__What to do__. Write out all of the data without omission, exactly as shown.

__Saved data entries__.
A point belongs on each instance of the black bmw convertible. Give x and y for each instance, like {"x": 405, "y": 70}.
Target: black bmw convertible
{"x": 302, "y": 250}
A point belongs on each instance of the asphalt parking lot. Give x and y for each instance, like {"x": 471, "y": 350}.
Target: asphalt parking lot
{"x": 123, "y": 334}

__Exercise response__.
A point belongs on each instance of the black bmw convertible. Give x and y for each instance, like {"x": 405, "y": 70}.
Target: black bmw convertible
{"x": 302, "y": 250}
A point belongs on each instance of the asphalt parking lot. Give x and y for each instance, like {"x": 471, "y": 350}.
Target: asphalt parking lot
{"x": 123, "y": 334}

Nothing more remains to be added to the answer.